# What the task asks:
Please copy out every line in the records below that contains the word "black", matching case exactly.

# Dataset records:
## begin

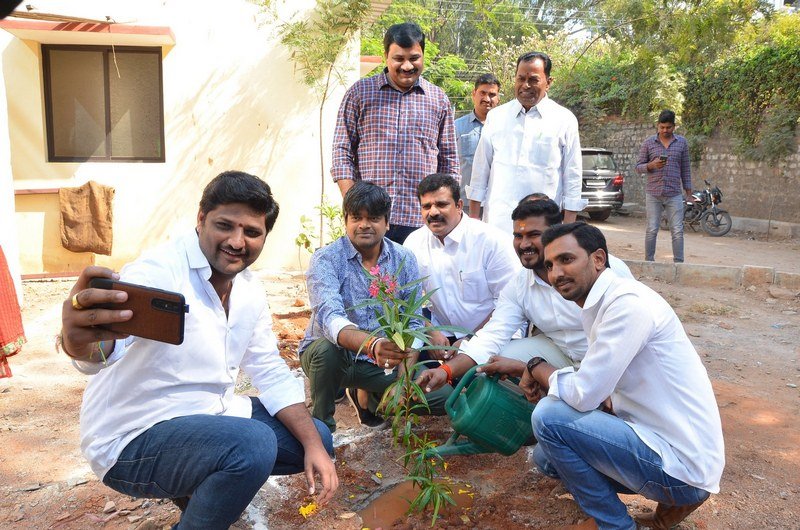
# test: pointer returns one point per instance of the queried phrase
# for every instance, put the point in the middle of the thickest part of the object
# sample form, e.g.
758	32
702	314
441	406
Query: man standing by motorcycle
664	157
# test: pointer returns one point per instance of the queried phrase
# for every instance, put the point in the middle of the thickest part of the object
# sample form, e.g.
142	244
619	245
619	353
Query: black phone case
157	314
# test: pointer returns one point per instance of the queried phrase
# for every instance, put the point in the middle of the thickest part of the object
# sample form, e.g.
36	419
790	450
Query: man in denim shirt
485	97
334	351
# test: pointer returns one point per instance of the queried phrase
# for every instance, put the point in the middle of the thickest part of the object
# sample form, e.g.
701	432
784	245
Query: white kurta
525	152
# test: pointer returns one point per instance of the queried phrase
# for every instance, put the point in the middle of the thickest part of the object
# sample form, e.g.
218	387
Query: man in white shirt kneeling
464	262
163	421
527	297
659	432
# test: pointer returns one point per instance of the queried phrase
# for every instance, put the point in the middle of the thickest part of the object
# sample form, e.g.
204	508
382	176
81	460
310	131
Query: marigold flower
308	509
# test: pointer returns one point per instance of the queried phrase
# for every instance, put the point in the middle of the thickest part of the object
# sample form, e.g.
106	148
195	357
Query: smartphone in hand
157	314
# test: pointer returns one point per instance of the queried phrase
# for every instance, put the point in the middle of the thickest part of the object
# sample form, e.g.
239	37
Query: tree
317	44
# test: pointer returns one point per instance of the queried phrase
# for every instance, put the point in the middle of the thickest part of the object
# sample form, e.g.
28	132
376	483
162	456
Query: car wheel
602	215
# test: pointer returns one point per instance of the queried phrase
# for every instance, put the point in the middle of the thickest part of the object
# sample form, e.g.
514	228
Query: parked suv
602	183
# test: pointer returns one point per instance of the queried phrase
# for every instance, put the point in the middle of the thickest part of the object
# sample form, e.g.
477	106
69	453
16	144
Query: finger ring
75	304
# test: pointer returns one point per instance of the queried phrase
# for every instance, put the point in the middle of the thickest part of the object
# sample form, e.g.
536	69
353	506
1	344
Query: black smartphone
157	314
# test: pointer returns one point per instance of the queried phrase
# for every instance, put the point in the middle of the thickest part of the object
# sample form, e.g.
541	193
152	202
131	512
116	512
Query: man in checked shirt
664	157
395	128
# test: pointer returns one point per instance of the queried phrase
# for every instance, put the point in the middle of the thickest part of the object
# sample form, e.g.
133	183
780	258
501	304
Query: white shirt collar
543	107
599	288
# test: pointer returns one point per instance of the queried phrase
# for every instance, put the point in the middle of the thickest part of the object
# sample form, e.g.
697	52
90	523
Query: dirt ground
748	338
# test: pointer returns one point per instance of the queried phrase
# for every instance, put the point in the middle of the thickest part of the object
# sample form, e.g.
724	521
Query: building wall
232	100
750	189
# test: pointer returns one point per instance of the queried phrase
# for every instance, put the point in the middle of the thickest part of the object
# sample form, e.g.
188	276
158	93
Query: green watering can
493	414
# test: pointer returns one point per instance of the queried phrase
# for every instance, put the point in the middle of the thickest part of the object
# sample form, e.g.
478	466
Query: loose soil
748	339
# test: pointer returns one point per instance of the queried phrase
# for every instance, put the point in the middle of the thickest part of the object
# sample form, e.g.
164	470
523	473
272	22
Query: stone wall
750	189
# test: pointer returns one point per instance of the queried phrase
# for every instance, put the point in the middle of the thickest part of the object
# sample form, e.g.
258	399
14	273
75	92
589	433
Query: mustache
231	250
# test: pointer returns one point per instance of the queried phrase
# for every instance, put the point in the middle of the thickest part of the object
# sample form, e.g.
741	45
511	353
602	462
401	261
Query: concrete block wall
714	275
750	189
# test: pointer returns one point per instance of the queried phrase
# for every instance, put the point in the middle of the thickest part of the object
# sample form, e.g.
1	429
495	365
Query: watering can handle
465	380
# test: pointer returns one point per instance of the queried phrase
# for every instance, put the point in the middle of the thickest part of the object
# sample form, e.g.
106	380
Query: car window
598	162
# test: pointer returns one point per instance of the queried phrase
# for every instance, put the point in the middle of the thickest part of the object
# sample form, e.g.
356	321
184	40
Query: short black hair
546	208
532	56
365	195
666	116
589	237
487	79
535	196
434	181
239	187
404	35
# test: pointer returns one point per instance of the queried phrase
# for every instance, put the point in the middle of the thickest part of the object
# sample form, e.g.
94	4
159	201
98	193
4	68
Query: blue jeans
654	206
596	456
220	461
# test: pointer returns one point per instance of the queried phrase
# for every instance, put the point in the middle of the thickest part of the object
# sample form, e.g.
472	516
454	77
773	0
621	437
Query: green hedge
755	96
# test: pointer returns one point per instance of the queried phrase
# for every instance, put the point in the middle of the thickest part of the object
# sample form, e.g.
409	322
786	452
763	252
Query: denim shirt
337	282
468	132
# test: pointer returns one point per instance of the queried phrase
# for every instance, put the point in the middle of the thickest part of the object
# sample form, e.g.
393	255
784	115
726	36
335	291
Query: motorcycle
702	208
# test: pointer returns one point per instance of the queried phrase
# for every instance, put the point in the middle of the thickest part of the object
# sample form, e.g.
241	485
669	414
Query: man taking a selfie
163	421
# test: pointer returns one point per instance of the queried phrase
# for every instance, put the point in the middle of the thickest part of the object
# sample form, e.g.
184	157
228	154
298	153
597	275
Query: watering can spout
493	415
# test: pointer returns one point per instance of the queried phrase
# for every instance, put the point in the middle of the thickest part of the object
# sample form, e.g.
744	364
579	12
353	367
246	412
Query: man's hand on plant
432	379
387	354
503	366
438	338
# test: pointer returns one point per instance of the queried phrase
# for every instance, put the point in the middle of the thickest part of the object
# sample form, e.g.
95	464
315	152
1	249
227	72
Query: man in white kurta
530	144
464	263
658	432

## end
## begin

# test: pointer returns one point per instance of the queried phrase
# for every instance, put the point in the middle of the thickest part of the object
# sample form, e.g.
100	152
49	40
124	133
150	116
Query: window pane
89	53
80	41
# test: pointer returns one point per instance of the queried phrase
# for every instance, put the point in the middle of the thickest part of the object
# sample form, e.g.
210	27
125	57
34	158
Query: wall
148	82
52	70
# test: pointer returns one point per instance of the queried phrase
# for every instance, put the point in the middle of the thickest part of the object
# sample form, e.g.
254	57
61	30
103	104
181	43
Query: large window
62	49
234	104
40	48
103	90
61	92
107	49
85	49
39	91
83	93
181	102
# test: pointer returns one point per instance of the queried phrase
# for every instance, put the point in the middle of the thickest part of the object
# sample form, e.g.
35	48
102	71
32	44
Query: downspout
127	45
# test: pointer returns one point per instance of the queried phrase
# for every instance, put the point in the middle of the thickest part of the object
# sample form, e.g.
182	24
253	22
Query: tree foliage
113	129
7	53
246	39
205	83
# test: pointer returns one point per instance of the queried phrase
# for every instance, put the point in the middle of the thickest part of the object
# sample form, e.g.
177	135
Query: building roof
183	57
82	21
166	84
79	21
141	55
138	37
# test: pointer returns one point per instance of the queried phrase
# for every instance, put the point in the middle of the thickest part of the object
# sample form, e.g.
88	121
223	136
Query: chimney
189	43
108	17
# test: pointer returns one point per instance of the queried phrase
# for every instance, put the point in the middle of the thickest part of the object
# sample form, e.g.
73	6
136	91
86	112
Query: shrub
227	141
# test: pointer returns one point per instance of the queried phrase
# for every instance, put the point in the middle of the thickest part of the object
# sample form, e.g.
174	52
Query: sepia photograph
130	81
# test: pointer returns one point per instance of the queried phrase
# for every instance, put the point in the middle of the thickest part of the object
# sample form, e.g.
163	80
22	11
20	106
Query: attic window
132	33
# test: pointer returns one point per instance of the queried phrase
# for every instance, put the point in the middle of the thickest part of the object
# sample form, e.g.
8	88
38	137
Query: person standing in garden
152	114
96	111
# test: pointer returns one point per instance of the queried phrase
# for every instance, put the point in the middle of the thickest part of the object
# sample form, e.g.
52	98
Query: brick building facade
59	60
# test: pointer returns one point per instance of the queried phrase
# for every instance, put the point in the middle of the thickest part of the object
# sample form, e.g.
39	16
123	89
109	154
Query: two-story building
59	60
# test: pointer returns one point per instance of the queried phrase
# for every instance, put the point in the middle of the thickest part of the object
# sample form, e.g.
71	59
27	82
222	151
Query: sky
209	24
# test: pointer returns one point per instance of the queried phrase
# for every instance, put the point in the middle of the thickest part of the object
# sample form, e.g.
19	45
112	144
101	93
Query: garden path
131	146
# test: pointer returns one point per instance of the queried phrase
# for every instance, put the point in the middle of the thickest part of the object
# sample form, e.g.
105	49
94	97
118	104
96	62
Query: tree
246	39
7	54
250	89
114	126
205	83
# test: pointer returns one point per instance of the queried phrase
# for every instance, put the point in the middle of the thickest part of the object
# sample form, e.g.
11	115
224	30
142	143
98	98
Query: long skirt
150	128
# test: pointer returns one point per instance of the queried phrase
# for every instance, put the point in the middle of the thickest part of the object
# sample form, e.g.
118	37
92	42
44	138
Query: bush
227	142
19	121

## end

# Expected output:
Query: black phone case
Query: black smartphone
Query: short black hair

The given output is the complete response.